Work instructions:
Please copy the items below, starting at the line that contains "the white railing." and continuing through the end of the items, with every "precise" swapped for "exact" and nothing else changed.

Saved entries:
***
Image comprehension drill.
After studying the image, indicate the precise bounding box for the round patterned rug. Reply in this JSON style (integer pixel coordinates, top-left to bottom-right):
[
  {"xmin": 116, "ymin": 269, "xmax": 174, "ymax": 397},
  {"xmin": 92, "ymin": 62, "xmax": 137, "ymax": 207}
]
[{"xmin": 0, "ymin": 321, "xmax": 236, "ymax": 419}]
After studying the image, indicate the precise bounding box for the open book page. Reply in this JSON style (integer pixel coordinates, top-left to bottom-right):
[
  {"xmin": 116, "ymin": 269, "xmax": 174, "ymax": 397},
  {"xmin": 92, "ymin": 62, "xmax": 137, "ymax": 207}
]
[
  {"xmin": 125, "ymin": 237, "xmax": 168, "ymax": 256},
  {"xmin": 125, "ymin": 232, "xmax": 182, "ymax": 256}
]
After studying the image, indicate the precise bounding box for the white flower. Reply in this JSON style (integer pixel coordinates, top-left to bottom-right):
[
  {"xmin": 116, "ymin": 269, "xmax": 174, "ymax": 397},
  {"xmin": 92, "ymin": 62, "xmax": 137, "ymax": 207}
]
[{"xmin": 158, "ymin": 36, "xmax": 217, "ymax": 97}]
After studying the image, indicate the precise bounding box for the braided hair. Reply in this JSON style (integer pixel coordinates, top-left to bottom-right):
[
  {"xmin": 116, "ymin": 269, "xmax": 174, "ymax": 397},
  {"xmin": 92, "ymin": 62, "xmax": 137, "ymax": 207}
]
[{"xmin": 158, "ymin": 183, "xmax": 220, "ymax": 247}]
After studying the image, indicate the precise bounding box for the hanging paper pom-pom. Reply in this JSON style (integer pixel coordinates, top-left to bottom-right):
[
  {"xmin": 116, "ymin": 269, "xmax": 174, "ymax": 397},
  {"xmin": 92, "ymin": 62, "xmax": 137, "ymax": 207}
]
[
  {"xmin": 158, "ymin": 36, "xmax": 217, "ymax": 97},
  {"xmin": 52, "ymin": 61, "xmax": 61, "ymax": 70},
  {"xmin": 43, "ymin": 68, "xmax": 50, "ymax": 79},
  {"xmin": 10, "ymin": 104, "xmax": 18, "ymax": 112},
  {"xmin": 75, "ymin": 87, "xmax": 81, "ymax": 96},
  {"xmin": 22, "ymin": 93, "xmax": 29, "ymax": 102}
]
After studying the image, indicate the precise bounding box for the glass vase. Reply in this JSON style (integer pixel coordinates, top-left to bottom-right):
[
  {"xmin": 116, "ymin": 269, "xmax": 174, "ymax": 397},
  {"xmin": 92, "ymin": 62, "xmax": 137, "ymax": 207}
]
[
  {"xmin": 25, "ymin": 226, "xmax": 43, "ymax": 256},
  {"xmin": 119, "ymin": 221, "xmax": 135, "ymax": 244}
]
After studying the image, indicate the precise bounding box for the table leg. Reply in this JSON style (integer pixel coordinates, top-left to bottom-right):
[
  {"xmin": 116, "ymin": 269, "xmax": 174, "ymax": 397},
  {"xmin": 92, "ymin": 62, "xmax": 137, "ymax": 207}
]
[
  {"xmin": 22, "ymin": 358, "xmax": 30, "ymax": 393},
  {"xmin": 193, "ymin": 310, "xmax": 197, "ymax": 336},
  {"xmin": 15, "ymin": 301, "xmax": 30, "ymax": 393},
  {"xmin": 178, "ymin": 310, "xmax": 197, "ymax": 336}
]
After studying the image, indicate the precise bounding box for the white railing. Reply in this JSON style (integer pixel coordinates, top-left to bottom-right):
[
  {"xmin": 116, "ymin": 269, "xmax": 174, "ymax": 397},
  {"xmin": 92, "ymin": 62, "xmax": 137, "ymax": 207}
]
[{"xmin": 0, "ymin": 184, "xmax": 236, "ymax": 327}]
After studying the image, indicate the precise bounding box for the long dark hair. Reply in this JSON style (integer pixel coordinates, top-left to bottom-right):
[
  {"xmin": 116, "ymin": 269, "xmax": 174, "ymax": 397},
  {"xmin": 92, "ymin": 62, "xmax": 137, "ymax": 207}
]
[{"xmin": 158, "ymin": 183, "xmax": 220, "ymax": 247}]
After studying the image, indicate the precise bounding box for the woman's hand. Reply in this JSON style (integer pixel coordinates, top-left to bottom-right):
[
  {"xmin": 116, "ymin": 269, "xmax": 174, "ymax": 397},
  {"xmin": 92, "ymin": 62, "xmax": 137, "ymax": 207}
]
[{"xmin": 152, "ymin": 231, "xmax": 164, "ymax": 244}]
***
Solution to the exercise:
After studying the image, indicate the exact bounding box for the white railing. Reply in this JSON style (integer pixel coordinates, top-left to bottom-right):
[
  {"xmin": 116, "ymin": 269, "xmax": 174, "ymax": 397},
  {"xmin": 92, "ymin": 62, "xmax": 137, "ymax": 207}
]
[{"xmin": 0, "ymin": 184, "xmax": 236, "ymax": 327}]
After studying the image, indicate the exact bounding box for the long dark hair. Reply in this JSON style (integer pixel coordinates, top-left to bottom-right):
[
  {"xmin": 116, "ymin": 269, "xmax": 174, "ymax": 397},
  {"xmin": 92, "ymin": 62, "xmax": 137, "ymax": 207}
]
[{"xmin": 158, "ymin": 183, "xmax": 220, "ymax": 247}]
After studying the image, indicate the exact bounding box for the woman's hand. Reply in this JSON style (integer pixel coordinates, top-left to bottom-right):
[
  {"xmin": 116, "ymin": 269, "xmax": 174, "ymax": 397},
  {"xmin": 92, "ymin": 62, "xmax": 137, "ymax": 207}
]
[{"xmin": 152, "ymin": 231, "xmax": 164, "ymax": 244}]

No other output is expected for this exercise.